> _TEXT SHOWN_
=== Begin Enclosure ===
Lebanon minister leads anti-corruption crusade
By Rana Moussaoui
BEIRUT - Lebanon is regularly ranked one of the most corrupt countries in the world, but one minister is breaking taboos with an unprecedented campaign targeting everything from spoiled food to bribery.
From rat-infested grain silos to rotten meat for sale in supermarkets, barely a day has passed in the last four months without news of a horror story uncovered by Health Minister Wael Abu Faour.
"We're living on a mountain of corruption, the more we dig, the more scandals we discover," the 42-year-old minister told AFP.
The campaign has made the politician a media star, with live coverage of press conferences at which he names and shames restaurants, supermarkets and suppliers accused of breaching health and safety standards.
His inspections have forced the closure of butchers, the seizure of expired goods and even the arrests of businessmen.
They have captivated and divided public opinion in a country ranked last year as the 39th most corrupt in the world by Transparency International.
"For a long time, we closed our eyes to it. Businessmen, often protected by politicians, thought they were untouchable and no one would hold them to account," Abu Faour said.
Bribery and other corruption in Lebanon is thought to amount to some 15 percent of the country's GDP, some $6 billion, with the healthcare sector that is Abu Faour's purview among the worst affected.
"The biggest corruption network in the country" is in the healthcare sector, he said, with 25-30 percent of the more than $300 million budget allocated to hospitals being "siphoned off."
He described five doctors arrested for a case involving false claims of thousands of dollars for treatment of "patients" who were dead.
"They even had a dead person receiving physiotherapy at three different hospitals at the same time!"
Corruption endemic
But in Lebanon, such corruption is routine.
The country's state institutions collapsed during the 1975-1990 civil war and never fully recovered. Electricity and water shortages are common and even the most minor administrative hurdle usually involves greasing some palms.
Abu Faour's campaign started with food safety inspections of restaurants and supermarkets, but has expanded far beyond that.
He has targeted unlicensed operations in a country where cosmetic surgery is big business, closing down establishments that disfigured clients.
He has also gone after private water suppliers, who flourished in 2014 as a drought left homes without municipal water.
"Ninety percent of the home water distributors didn't have licences... they were stealing state water," Abu Faour said.
The campaign hasn't always been easy, with protests by some of those targeted and his inspectors threatened at knife-point.
But he has even revisited old cases: several men accused of promoting a fake anti-cancer drug have had their case sent back to court after, he said, their political patrons had them released from jail.
His work has been an uphill struggle in a country where the finance minister told the As-Safir daily that customs corruption costs $1.2 billion a year.
=== End Enclosure ===
> _TASK ITEM 1_
State whether each statement agrees with the article on Lebanon's anti-corruption campaign, answering yes or no and quoting the deciding words of the article: (a) Abu Faour is 42 years old. (b) Transparency International ranked Lebanon the 29th most corrupt country in the world. (c) Abu Faour said ninety percent of home water distributors had no licences.
> _TASK ITEM 2_
Repeat word for word the passage of the article on Lebanon's anti-corruption campaign, starting with "He described five" and going on through "far beyond that.".
The entries that come next are separate material and are not part of the article.

Referring expression data:
=== Begin Enclosure ===
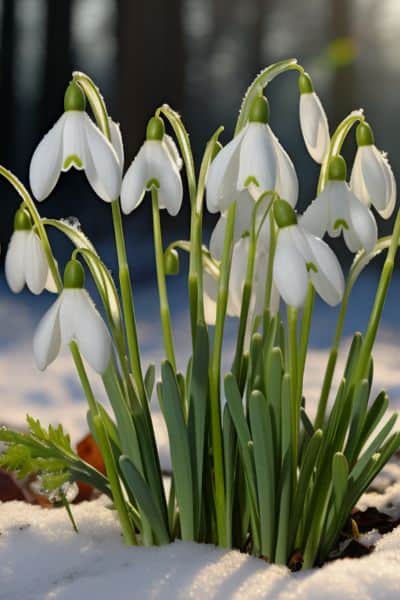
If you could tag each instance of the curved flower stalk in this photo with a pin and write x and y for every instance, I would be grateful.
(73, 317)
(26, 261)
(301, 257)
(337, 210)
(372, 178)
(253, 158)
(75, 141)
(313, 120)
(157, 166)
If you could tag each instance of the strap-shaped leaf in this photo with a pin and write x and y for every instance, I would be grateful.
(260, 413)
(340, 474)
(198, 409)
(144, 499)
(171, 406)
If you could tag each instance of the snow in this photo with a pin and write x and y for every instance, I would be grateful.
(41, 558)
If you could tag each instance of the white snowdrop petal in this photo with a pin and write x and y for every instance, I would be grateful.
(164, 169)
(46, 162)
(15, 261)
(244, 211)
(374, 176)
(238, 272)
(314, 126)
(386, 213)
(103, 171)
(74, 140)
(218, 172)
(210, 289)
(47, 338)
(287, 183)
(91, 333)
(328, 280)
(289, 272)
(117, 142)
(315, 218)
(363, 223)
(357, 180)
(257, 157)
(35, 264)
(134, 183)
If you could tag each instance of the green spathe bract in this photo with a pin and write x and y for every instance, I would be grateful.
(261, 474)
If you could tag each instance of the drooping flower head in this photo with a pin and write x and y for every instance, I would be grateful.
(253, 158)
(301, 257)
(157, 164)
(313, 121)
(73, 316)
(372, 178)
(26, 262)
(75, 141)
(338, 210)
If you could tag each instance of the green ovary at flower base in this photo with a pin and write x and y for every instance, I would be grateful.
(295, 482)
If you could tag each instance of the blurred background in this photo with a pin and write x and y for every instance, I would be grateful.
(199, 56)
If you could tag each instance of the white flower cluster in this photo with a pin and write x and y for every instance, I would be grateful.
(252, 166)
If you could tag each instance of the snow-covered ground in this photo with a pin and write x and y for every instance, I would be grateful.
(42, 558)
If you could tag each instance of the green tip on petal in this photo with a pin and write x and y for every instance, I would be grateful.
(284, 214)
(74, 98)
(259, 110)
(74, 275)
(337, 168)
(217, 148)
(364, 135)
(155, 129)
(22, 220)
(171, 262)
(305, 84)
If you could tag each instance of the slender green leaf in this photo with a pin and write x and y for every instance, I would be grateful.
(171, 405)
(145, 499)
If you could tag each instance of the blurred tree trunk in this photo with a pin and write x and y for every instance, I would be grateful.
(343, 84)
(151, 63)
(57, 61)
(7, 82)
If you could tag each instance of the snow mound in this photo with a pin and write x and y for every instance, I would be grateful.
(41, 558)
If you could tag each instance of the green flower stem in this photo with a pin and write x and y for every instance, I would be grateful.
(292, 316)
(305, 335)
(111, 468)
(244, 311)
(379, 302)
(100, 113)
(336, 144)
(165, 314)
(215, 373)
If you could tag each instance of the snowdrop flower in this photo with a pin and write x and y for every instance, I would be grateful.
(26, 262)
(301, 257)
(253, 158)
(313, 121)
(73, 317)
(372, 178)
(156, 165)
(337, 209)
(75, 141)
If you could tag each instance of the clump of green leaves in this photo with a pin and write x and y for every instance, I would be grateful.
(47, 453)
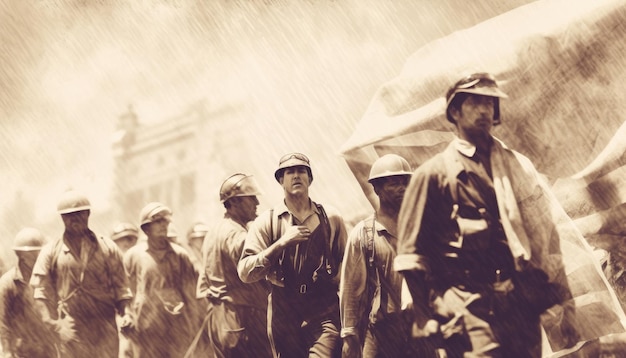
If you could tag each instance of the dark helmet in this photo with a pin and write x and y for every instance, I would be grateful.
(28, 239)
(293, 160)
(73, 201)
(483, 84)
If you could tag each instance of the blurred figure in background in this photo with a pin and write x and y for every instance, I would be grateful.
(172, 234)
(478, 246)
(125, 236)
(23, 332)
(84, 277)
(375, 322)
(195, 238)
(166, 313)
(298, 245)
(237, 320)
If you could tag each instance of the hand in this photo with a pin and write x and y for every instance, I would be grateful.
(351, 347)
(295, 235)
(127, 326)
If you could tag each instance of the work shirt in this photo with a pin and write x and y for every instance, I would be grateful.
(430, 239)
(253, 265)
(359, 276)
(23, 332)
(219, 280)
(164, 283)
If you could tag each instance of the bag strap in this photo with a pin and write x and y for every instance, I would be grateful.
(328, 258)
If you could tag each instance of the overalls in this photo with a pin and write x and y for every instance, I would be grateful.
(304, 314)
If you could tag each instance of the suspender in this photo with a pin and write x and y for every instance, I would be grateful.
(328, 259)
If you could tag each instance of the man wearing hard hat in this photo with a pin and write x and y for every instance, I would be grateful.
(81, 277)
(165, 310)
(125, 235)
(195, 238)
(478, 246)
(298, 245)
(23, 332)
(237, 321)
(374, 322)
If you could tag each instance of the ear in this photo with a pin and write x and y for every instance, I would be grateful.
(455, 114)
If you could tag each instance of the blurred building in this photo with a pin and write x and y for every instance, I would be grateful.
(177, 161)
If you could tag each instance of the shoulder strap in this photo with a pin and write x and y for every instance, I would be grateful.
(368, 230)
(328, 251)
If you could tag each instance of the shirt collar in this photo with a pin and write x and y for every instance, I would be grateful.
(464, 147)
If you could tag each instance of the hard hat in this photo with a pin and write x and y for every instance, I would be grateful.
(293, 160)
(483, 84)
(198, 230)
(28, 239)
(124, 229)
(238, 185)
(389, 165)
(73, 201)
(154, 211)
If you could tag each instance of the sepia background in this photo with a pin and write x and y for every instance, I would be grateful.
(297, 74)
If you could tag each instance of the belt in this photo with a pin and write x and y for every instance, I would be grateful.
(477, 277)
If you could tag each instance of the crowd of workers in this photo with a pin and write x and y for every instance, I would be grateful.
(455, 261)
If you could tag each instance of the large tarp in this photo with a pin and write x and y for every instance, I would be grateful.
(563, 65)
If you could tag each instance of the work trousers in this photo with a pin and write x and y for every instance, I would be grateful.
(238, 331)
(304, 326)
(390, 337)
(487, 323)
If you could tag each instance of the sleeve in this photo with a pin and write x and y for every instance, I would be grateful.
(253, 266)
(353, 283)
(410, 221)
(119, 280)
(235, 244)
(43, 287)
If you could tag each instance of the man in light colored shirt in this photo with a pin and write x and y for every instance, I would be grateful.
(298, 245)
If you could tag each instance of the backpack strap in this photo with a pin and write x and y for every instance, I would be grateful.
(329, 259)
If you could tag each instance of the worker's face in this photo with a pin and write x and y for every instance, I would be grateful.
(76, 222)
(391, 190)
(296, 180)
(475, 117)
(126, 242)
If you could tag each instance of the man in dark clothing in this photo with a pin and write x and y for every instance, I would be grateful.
=== End Enclosure ===
> _RESPONSE 1_
(a) Yes: "the 42-year-old minister told AFP."
(b) No: "ranked last year as the 39th most corrupt in the world by Transparency International."
(c) Yes: "Ninety percent of the home water distributors didn't have licences"

> _RESPONSE 2_
He described five doctors arrested for a case involving false claims of thousands of dollars for treatment of "patients" who were dead.
"They even had a dead person receiving physiotherapy at three different hospitals at the same time!"
Corruption endemic
But in Lebanon, such corruption is routine.
The country's state institutions collapsed during the 1975-1990 civil war and never fully recovered. Electricity and water shortages are common and even the most minor administrative hurdle usually involves greasing some palms.
Abu Faour's campaign started with food safety inspections of restaurants and supermarkets, but has expanded far beyond that.